> **Work request**: Without pictures, repeat the lines of the entries from the one containing "Please mark every instance of the stucco" through the last, both ends included, and nothing else.
::: Records :::
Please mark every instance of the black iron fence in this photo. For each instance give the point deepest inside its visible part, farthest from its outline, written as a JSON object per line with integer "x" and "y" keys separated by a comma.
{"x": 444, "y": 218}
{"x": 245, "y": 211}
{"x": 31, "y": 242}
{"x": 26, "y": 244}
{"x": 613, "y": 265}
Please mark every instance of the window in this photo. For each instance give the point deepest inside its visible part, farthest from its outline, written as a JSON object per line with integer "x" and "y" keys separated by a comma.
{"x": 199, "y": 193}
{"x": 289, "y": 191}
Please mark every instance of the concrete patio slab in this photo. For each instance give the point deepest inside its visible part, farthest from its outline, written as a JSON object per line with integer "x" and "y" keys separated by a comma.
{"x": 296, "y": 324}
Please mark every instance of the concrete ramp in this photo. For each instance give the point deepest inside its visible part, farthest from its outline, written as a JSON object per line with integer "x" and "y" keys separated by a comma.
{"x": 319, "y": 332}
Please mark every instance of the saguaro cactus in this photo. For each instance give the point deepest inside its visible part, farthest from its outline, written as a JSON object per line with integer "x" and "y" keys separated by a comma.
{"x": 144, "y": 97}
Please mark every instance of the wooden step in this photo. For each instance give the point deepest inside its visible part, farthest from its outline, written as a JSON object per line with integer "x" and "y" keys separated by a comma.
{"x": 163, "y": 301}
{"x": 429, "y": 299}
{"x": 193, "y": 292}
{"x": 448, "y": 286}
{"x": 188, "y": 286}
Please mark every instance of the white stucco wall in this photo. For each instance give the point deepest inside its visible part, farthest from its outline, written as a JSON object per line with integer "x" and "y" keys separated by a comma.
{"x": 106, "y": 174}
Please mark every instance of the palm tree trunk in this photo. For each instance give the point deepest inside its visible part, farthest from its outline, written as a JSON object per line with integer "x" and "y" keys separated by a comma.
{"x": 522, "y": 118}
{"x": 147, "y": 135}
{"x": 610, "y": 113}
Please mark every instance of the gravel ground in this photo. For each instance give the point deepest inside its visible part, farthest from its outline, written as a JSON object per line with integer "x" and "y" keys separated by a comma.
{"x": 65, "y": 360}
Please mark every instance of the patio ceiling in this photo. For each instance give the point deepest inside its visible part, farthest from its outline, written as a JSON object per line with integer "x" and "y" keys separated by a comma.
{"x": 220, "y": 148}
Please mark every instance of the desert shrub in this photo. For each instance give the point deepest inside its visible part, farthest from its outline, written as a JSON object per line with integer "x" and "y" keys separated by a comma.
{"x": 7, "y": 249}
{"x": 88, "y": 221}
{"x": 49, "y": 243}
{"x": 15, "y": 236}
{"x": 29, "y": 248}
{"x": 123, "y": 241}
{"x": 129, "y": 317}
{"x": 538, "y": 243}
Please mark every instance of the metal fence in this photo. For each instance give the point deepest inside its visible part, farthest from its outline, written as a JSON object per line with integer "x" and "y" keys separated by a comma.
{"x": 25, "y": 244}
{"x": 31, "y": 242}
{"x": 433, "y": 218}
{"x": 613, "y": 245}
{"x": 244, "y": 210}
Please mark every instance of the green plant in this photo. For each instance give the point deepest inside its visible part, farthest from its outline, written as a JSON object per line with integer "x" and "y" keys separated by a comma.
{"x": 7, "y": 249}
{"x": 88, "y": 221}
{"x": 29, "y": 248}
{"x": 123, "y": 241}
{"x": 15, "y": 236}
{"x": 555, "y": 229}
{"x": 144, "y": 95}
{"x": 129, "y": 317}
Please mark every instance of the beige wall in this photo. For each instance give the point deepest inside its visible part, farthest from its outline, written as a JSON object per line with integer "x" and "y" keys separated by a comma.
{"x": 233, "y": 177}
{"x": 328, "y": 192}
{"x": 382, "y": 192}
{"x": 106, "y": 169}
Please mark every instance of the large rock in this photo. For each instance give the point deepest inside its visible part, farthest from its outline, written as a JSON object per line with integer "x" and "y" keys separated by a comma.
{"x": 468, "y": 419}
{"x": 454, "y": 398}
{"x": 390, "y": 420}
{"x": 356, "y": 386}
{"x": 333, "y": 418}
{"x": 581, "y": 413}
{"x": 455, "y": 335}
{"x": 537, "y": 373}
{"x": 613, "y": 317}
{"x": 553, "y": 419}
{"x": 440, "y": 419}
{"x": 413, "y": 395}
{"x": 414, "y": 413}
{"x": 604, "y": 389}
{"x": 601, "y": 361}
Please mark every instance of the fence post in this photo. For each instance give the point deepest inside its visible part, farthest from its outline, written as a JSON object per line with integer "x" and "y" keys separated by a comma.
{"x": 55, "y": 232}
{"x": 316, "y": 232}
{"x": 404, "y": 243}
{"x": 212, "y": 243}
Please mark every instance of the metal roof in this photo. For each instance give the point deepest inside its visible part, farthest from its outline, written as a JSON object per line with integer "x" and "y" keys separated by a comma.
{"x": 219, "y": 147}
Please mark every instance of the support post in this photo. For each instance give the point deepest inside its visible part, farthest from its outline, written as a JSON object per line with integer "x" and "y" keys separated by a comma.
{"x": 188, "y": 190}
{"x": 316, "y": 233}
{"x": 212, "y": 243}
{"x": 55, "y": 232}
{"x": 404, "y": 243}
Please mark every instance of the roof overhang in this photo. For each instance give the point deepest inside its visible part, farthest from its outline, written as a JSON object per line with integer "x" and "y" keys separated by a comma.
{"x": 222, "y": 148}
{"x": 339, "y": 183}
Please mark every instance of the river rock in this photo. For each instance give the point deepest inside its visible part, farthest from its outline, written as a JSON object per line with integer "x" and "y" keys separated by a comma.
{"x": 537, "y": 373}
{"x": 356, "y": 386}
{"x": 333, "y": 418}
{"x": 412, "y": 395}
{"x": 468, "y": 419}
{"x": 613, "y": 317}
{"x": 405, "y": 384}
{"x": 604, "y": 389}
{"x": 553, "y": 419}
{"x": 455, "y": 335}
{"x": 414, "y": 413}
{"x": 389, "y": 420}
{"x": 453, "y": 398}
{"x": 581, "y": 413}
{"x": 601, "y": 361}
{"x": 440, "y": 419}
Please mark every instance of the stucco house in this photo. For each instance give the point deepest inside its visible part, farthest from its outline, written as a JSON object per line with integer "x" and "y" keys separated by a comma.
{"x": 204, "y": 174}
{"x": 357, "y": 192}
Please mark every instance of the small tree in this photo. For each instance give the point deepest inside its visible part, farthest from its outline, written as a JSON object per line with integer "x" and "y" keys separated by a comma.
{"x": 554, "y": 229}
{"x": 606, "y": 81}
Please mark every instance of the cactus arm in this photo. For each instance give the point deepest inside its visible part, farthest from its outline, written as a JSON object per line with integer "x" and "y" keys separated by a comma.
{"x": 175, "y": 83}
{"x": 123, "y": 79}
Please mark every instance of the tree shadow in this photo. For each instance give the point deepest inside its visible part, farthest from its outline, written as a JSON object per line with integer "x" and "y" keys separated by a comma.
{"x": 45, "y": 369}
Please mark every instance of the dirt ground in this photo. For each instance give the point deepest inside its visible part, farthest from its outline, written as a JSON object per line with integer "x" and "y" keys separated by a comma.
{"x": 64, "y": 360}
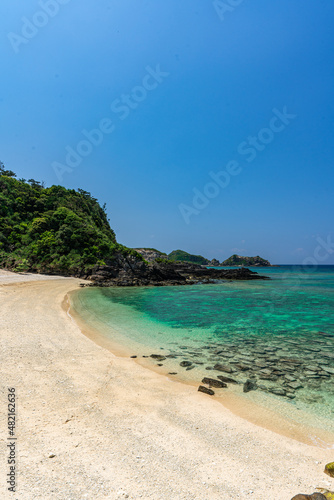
:::
> **Answer to this exercise**:
Please mark every instance of the stucco house in this photo. For each instance give the point deepest inside its visible part, farthest from its outline, written as a JSON object per line with integer "x" and "y" keys separated by a comma.
{"x": 204, "y": 174}
{"x": 357, "y": 192}
Please mark every instance of the small tree in this photo. For each instance give the point deepest inside its visible part, farthest from its outline, written as a JSON object per line with integer "x" and "y" keys separated by a comma.
{"x": 554, "y": 229}
{"x": 606, "y": 81}
Please mark every instance of the cactus arm in this photo. For each instance give the point deepest inside its visible part, farthest from its outline, written as a JSON object per line with integer "x" and "y" keys separated by a comma.
{"x": 175, "y": 83}
{"x": 123, "y": 79}
Please mark every instance of the tree shadow in this photo. For each instance give the point deepest inside its visible part, farthest from its outline, written as a JSON object per line with integer "x" and "y" keys separated by a comma.
{"x": 45, "y": 369}
Please mark every instance of the dirt ground in this photo. For each instance give the point deepest inside its visible part, farthest from its outline, written as a JSON object per line with integer "x" and "y" keys separated by a comma.
{"x": 64, "y": 360}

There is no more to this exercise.